:: Exercise ::
Gather every line from the entries below that contains the word "upper", and copy each one out in full.

:: Records for this exercise ::
══════════════════════════════

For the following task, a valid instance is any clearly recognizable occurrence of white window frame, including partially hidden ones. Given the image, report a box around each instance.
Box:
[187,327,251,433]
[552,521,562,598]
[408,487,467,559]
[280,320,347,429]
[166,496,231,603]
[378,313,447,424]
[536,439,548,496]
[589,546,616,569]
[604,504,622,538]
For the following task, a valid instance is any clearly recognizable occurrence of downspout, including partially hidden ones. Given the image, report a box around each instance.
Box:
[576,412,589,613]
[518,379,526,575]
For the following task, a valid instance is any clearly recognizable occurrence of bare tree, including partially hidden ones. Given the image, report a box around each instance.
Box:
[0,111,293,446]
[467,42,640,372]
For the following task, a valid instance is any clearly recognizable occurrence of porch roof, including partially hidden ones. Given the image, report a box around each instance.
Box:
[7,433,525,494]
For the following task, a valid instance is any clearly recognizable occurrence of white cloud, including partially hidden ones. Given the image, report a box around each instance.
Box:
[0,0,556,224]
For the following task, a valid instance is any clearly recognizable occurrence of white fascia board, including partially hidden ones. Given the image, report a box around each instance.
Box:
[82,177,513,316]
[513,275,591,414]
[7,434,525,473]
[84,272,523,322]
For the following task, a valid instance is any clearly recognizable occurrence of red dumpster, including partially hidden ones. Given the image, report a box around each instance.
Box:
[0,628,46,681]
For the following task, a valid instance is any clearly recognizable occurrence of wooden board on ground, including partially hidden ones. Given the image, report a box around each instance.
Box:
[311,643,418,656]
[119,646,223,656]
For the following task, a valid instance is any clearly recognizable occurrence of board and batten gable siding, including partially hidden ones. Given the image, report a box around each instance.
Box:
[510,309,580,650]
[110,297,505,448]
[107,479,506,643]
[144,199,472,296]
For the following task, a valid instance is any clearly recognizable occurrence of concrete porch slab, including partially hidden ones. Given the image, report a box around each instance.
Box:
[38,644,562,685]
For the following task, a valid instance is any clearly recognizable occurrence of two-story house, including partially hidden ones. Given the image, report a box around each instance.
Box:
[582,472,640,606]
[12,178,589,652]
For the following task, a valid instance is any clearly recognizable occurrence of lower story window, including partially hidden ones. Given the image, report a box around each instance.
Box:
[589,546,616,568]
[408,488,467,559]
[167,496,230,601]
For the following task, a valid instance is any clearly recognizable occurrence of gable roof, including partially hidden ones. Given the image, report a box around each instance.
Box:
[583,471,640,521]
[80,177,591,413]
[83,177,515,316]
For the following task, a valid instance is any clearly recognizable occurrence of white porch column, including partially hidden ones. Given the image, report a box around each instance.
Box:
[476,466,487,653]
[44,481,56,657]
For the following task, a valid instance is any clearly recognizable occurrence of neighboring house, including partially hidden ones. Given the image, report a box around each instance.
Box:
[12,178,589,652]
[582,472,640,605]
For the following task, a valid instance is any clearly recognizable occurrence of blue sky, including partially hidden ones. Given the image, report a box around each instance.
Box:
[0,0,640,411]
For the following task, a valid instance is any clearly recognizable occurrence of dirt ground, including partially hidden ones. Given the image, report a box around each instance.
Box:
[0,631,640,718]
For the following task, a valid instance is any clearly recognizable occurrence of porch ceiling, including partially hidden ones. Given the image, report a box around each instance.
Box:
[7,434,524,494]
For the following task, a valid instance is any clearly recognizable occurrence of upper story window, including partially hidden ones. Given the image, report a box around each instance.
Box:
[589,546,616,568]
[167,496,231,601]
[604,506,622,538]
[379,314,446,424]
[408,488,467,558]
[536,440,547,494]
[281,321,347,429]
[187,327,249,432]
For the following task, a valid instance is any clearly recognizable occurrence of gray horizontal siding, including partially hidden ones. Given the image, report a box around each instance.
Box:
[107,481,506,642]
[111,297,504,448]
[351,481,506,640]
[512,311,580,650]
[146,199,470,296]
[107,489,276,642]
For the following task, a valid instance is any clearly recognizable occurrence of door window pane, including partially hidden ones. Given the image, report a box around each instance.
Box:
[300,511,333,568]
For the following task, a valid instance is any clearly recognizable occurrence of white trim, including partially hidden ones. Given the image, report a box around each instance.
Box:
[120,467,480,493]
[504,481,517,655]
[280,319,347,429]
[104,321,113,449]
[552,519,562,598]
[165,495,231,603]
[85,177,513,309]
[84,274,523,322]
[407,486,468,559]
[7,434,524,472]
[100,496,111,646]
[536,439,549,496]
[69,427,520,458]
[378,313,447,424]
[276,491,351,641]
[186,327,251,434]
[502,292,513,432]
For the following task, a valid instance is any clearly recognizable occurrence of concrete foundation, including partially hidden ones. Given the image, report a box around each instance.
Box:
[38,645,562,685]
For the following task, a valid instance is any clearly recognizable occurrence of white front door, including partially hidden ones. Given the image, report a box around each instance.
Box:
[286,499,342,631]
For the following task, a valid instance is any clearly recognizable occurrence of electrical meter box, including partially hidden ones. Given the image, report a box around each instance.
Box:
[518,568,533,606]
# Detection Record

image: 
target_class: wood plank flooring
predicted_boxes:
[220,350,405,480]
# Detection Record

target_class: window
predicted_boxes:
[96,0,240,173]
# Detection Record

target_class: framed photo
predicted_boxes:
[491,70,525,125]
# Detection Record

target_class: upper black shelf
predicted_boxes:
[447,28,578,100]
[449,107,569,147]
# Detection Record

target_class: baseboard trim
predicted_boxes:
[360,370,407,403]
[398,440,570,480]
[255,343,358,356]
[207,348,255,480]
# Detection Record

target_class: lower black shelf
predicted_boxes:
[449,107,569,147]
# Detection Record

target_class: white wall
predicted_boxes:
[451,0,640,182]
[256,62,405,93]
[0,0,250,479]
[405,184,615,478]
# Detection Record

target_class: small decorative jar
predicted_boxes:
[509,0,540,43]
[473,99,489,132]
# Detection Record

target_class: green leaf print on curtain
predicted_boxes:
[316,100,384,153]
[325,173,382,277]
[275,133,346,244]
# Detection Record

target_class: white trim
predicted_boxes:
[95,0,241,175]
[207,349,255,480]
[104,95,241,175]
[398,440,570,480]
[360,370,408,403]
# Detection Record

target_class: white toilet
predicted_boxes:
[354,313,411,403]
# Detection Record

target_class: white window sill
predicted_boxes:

══════════════════════════════

:: Completed exercise ::
For the following task, a valid instance is any clearly recognizable occurrence of upper story window, including partially hidden ones. Given the image, report a box around each instance.
target_class: upper black shelf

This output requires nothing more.